INSTRUCTIONS TO FOLLOW
In the entries below, the lines from the one with "box: [816, 142, 835, 283]" through the one with "negative clicks: (161, 402)" are to be copied exactly; both ends count.

RECORDS PROVIDED
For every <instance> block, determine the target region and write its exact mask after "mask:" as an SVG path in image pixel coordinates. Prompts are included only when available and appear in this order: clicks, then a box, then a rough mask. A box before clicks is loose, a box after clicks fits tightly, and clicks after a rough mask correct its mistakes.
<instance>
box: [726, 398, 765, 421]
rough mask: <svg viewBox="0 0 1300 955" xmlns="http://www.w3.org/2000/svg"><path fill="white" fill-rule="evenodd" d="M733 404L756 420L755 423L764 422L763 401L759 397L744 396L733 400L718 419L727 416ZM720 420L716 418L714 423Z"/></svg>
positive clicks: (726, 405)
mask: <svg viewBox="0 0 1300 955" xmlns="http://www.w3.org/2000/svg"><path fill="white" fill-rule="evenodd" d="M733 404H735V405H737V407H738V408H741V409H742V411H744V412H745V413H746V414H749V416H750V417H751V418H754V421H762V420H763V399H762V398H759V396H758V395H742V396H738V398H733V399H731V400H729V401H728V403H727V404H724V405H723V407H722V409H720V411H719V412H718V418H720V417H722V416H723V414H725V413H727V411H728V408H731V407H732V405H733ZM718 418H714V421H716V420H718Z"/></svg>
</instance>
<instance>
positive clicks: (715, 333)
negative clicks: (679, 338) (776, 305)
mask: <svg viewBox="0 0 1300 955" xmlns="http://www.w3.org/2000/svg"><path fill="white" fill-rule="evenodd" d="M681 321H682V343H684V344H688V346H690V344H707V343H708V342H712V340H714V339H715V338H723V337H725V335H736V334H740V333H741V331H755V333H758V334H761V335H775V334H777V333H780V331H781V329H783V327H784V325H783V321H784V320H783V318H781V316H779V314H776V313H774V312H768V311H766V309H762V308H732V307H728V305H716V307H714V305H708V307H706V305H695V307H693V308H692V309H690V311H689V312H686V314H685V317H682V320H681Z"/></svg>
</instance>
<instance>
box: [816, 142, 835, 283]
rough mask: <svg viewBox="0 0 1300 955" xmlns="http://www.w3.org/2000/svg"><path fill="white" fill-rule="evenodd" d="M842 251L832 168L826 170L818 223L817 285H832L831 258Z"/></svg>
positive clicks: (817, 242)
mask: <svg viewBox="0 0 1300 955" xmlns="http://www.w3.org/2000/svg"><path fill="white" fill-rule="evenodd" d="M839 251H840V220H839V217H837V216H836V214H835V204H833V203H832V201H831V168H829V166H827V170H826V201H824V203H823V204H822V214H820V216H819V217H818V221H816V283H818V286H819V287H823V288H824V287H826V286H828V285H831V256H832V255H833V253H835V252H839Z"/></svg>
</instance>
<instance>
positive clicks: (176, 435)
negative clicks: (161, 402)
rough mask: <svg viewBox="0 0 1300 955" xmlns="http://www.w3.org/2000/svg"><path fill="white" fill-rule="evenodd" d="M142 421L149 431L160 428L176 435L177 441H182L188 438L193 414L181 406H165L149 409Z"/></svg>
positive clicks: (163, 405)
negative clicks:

EXERCISE RESULT
box: [816, 142, 835, 283]
rough mask: <svg viewBox="0 0 1300 955" xmlns="http://www.w3.org/2000/svg"><path fill="white" fill-rule="evenodd" d="M842 251L832 168L826 170L818 223L817 285H832L831 258Z"/></svg>
positive clicks: (817, 242)
mask: <svg viewBox="0 0 1300 955" xmlns="http://www.w3.org/2000/svg"><path fill="white" fill-rule="evenodd" d="M839 251H840V220H839V217H837V216H836V214H835V204H833V203H832V201H831V168H829V166H827V170H826V201H824V203H823V204H822V214H820V216H819V217H818V221H816V283H818V286H819V287H823V288H824V287H826V286H828V285H831V256H832V255H833V253H835V252H839Z"/></svg>
</instance>
<instance>
positive clicks: (176, 435)
negative clicks: (161, 402)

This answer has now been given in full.